> CONSEGNA A
Secondo il testo proposto, in quale data il Beato Giovanni XXIII venne pellegrino al Santuario della Santa Casa di Loreto?

> TESTO PROPOSTO
____________________

Articolo per “L’Osservatore Romano”, in preparazione alla visita di Papa Benedetto XVI a Loreto.

A.D. 2012

In una delle periodiche ripuliture delle pareti del Palazzo Apostolico di Loreto, proprio sotto il loggiato del braccio corto, è apparsa una scritta, a lettere regolari ed a caratteri maiuscoli: “Viva l’immortale Pio IX”. Questa acclamazione era stata probabilmente posta sul muro del Palazzo in occasione della visita che il Beato Pio IX fece a Loreto, nel 1857. Fu quella l’ultima uscita del Papa dai confini di Roma, prima della fine degli Stati della Chiesa e della proclamazione dell’unità politica d’Italia.

            La Provvidenza volle che, dopo 105 anni da quel viaggio, la prima volta che il Papa decise di lasciare Roma e il Lazio per recarsi ancora in una visita in un santuario italiano, la scelta cadde ancora su Loreto, e il Beato Giovanni XXIII venne pellegrino al Santuario della Santa Casa, il 4 ottobre 1962. Quel viaggio aprì una nuova pagina nella storia del Papato, perché inaugurò un nuovo stile di presenza del Vescovo di Roma nella Chiesa, svolto attraverso i viaggi apostolici che divennero una caratteristica costante dei pontificati seguenti, di Paolo VI, del Beato Giovanni Paolo II e, ora, del Santo Padre Benedetto XVI.

            Sorge spontanea la domanda di quale motivo ci sia per questa evidente preferenza verso Loreto. Al di là delle ragioni storiche, che sono ovvie per l’antichità e il prestigio di questo luogo, credo che la risposta sia nella natura stessa del Santuario Lauretano. In esso non si commemora qualche evento straordinario, che indichi la presenza materna di Maria nel nostro cammino di fede, come un’apparizione o una rivelazione. E neppure si venera un’immagine, che antichi eventi e la venerazione dei fedeli abbiano avvolto di affetto filiale. La Santa Casa, nella semplicità delle sue tre pareti, ci parla il linguaggio evangelico dell’annuncio dell’Incarnazione del Figlio di Dio, ci presenta l’assenso di Maria alla proposta di Dio, ci aiuta a riflettere sulla perenne vitalità di una chiamata che coinvolge ciascuno i noi, chiamandoci ad essere parte viva nella storia della salvezza del mondo intero. Il messaggio di Loreto si riferisce al mistero che è il cuore stesso della nostra fede, ed ha quindi una sua forza che oltrepassa le mode e gli interessi di un momento o di un’epoca.

____________________

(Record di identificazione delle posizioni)
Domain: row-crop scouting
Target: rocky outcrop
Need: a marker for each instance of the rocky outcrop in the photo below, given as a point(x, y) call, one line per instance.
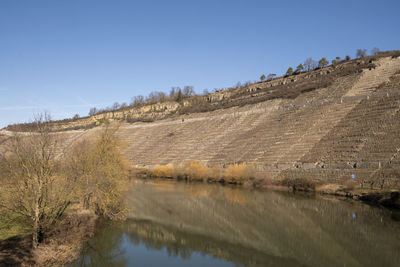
point(348, 129)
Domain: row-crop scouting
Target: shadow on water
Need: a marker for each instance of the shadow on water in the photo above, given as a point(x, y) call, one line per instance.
point(178, 224)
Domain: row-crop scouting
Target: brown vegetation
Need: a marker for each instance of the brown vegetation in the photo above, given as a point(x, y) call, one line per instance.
point(40, 183)
point(196, 171)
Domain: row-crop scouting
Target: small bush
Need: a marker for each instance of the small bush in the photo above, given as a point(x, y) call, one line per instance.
point(301, 184)
point(164, 171)
point(197, 171)
point(237, 173)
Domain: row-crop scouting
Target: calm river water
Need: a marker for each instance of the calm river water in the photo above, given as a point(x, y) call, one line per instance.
point(179, 224)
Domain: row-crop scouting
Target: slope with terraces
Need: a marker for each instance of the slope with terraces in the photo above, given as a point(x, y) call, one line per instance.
point(324, 130)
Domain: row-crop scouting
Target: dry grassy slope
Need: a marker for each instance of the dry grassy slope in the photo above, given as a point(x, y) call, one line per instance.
point(274, 135)
point(322, 128)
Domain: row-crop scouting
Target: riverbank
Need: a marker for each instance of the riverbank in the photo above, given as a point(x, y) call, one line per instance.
point(385, 198)
point(59, 247)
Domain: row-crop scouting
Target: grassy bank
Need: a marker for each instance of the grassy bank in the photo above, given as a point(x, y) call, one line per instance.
point(50, 197)
point(59, 247)
point(244, 175)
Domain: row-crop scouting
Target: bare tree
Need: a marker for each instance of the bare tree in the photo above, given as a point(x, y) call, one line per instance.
point(172, 92)
point(93, 111)
point(138, 100)
point(310, 64)
point(375, 51)
point(323, 62)
point(115, 106)
point(35, 190)
point(289, 71)
point(361, 53)
point(188, 91)
point(271, 76)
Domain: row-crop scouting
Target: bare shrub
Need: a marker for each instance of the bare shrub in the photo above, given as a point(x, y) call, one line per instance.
point(164, 171)
point(101, 173)
point(237, 173)
point(197, 171)
point(35, 189)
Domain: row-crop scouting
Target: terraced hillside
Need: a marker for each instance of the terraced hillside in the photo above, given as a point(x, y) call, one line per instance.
point(350, 126)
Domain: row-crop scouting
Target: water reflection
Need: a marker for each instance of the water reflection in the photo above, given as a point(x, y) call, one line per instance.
point(177, 224)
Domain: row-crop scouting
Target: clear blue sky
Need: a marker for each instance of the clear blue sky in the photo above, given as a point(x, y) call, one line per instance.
point(67, 56)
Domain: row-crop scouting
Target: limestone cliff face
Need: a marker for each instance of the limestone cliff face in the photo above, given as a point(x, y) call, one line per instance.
point(350, 126)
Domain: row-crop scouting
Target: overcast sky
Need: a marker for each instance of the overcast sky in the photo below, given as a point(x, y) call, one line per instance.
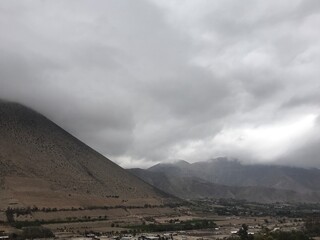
point(152, 81)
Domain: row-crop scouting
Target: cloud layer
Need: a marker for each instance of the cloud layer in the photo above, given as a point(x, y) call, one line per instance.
point(149, 81)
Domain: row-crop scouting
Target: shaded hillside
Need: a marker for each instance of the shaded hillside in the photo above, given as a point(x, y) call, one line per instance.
point(233, 173)
point(43, 165)
point(192, 181)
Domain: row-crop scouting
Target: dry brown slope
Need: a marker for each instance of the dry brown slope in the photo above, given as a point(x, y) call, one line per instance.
point(43, 165)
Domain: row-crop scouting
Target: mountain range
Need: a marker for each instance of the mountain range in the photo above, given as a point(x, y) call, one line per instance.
point(224, 178)
point(43, 165)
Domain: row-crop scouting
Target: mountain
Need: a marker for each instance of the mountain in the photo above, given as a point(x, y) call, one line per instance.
point(222, 178)
point(43, 165)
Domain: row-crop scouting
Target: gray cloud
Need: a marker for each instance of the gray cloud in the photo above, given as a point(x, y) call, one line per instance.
point(148, 81)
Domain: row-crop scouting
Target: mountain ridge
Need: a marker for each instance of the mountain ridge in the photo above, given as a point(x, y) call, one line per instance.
point(222, 178)
point(42, 164)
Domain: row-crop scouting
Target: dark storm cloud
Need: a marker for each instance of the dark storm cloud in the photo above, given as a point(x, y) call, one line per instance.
point(147, 81)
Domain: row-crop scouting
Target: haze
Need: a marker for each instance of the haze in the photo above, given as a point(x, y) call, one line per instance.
point(145, 82)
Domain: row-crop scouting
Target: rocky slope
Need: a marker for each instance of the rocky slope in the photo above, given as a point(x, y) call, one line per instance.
point(43, 165)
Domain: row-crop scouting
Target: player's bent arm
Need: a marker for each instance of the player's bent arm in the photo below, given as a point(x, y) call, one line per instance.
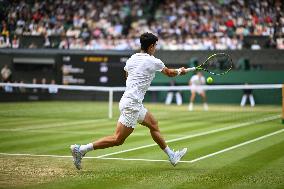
point(173, 72)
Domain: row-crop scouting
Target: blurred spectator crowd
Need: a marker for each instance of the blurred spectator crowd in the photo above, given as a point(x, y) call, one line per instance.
point(117, 24)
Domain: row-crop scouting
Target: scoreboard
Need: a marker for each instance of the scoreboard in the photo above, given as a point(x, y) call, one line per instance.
point(93, 70)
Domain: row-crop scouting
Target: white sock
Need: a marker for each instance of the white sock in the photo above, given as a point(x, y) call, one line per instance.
point(168, 151)
point(86, 148)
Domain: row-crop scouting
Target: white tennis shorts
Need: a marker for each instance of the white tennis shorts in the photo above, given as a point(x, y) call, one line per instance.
point(131, 112)
point(196, 89)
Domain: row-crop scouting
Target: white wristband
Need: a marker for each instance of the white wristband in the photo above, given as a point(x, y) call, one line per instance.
point(190, 69)
point(178, 71)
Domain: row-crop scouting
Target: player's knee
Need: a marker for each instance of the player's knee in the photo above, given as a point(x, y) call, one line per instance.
point(118, 141)
point(154, 126)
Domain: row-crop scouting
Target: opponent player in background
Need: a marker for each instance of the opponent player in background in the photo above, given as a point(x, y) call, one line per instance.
point(140, 69)
point(195, 82)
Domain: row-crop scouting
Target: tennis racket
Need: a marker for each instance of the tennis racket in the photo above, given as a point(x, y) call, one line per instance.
point(216, 64)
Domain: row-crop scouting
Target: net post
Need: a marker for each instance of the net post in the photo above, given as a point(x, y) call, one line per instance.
point(110, 103)
point(283, 104)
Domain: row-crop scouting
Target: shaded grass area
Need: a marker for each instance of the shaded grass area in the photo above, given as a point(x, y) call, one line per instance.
point(50, 127)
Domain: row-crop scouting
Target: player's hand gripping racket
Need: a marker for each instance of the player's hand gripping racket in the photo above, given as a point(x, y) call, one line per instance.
point(216, 64)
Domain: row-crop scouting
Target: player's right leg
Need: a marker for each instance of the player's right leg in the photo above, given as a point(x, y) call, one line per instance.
point(192, 98)
point(150, 122)
point(121, 133)
point(204, 99)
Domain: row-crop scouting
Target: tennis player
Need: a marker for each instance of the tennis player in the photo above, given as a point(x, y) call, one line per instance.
point(140, 69)
point(195, 82)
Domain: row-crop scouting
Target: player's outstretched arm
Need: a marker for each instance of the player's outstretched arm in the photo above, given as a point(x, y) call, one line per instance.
point(173, 72)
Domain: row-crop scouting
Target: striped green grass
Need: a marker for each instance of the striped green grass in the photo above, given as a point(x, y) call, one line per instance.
point(48, 128)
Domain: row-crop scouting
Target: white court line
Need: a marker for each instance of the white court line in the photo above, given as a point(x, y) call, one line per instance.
point(198, 134)
point(157, 160)
point(51, 125)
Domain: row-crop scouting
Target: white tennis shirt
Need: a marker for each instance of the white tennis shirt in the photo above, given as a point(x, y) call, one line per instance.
point(141, 68)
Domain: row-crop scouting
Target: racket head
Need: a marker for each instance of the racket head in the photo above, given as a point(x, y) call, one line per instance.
point(217, 64)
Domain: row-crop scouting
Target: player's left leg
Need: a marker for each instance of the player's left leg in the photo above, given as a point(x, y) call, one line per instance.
point(150, 122)
point(204, 99)
point(118, 138)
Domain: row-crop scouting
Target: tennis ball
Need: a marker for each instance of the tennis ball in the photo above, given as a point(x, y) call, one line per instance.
point(209, 80)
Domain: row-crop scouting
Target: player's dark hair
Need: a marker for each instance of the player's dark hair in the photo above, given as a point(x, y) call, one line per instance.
point(147, 39)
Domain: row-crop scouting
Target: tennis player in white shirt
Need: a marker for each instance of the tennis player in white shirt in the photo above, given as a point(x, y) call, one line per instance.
point(140, 69)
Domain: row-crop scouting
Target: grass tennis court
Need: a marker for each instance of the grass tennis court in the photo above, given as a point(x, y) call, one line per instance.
point(229, 147)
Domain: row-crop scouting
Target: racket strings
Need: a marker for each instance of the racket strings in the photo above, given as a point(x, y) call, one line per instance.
point(217, 64)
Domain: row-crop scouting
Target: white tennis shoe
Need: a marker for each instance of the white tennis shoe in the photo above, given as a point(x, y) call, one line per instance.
point(77, 155)
point(177, 156)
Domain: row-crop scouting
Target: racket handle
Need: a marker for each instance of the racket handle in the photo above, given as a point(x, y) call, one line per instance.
point(190, 69)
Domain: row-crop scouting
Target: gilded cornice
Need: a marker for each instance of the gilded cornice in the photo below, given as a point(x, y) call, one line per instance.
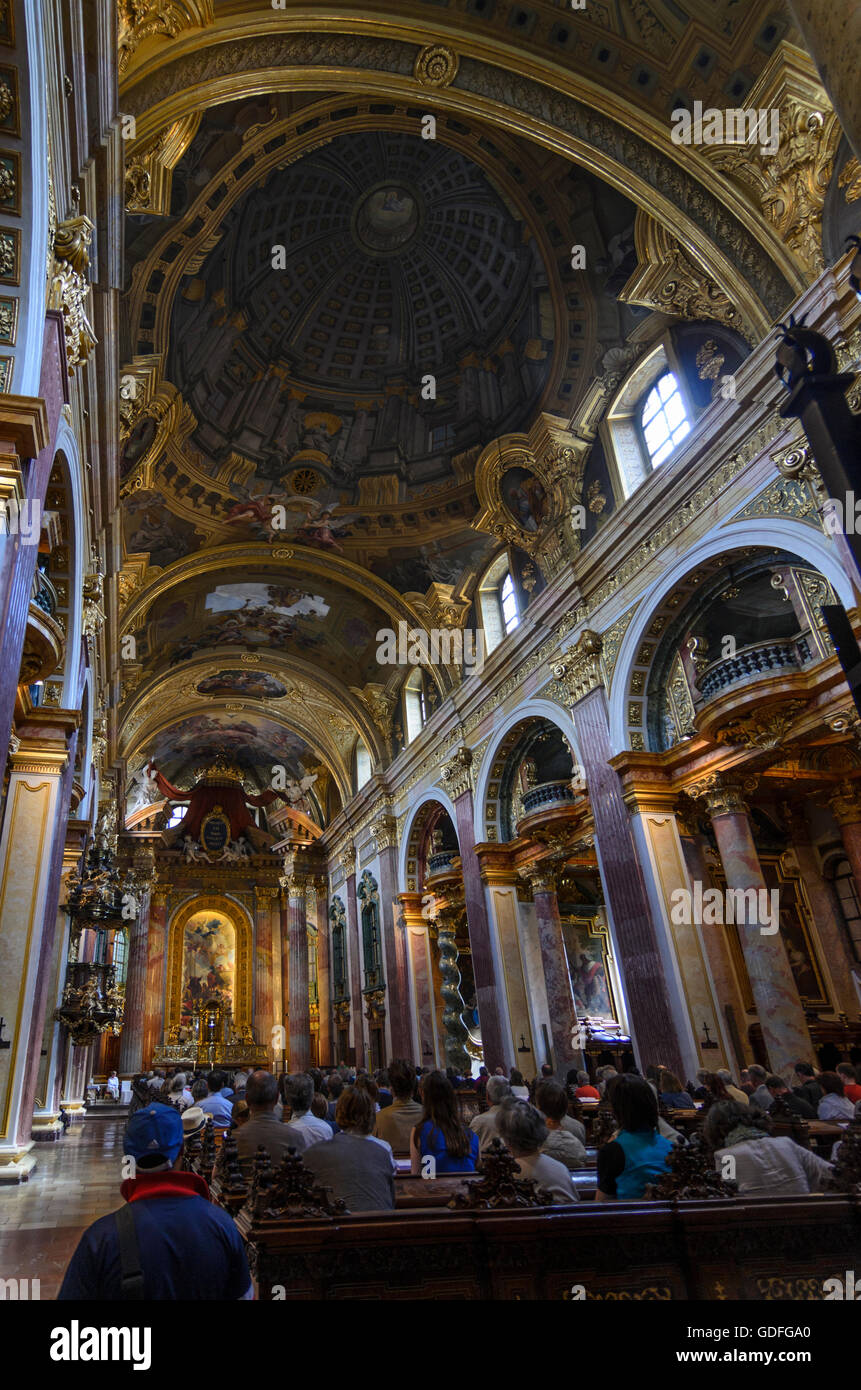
point(523, 95)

____________________

> CONSEGNA B
Estrai dai record ogni riga che contiene la stringa "shoe", distinguendo tra maiuscole e minuscole.

> SOLUZIONE A
Il 4 ottobre 1962.

> SOLUZIONE B
Target: white tennis shoe
Need: a marker for each instance of the white tennis shoe in the photo above, given as a point(x, y) call, one line per instance.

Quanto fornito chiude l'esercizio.